Work required: Provide a character-exact reproduction of the lines from the line with "Where can the chain" to the end of the entries.

Saved entries
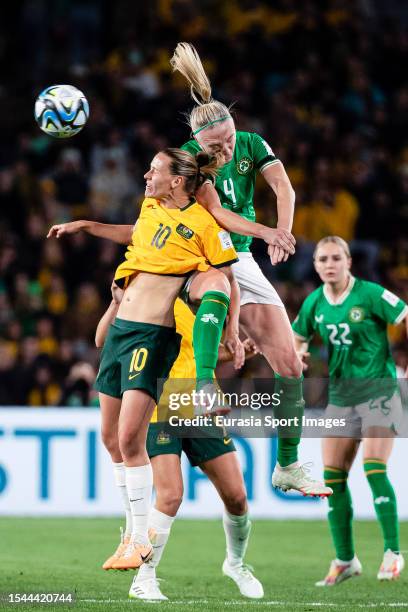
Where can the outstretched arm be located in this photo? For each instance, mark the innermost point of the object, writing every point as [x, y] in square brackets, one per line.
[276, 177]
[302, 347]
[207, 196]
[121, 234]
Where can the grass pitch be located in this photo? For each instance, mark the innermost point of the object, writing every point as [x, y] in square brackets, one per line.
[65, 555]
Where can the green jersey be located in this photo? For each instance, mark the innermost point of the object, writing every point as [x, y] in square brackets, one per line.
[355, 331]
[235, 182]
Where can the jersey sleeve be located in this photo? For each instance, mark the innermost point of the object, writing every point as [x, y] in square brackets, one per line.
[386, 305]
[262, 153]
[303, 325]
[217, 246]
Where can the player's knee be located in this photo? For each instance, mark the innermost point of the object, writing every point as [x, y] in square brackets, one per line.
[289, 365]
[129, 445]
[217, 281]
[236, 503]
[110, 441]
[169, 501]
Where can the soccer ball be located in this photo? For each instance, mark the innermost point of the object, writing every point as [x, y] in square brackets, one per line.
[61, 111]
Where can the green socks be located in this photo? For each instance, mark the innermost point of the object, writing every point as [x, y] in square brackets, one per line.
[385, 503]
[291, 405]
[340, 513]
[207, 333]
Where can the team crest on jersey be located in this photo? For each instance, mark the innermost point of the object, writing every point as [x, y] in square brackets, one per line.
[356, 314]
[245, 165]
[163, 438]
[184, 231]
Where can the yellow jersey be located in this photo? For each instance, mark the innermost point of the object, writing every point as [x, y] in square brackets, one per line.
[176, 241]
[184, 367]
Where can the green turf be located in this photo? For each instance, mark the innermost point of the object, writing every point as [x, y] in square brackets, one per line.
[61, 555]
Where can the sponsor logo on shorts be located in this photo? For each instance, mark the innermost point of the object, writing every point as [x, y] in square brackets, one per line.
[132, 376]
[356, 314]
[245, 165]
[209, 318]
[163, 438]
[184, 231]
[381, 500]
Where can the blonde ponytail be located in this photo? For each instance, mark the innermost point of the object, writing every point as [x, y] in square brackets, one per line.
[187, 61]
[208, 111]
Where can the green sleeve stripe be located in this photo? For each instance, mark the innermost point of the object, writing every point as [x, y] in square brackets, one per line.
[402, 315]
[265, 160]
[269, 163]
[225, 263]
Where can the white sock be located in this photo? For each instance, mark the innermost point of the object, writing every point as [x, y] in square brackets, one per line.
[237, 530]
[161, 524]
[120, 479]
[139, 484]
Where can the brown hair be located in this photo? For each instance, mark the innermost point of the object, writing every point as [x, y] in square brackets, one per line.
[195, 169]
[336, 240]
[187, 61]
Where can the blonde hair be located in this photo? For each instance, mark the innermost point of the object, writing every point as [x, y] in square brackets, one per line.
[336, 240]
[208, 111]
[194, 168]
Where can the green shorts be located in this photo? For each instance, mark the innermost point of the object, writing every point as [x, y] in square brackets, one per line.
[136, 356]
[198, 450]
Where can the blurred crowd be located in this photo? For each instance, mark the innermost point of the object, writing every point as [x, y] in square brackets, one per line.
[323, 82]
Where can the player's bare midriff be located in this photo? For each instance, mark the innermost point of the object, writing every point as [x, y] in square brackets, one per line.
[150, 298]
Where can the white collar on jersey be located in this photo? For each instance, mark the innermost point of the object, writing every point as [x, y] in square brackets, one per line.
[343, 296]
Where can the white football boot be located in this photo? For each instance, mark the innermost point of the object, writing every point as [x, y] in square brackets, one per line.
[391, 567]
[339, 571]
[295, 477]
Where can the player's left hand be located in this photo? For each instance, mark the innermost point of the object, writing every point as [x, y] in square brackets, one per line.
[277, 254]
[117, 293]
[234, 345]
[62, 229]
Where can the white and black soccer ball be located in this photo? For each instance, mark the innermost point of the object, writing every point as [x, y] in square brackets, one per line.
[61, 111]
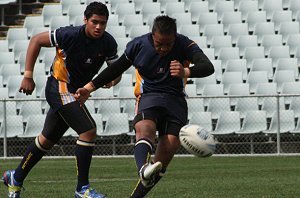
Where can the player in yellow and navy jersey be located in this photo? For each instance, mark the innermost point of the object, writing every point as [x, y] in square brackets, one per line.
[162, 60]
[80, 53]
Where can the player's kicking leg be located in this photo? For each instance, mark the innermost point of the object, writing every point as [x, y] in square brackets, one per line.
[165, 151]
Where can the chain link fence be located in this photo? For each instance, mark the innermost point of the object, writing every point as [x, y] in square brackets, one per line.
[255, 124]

Solution below:
Where can the chain link fence be located in this photo? For each instance, mark the innermost point of the object, writing every point as [x, y] in square brackets, one per line.
[255, 124]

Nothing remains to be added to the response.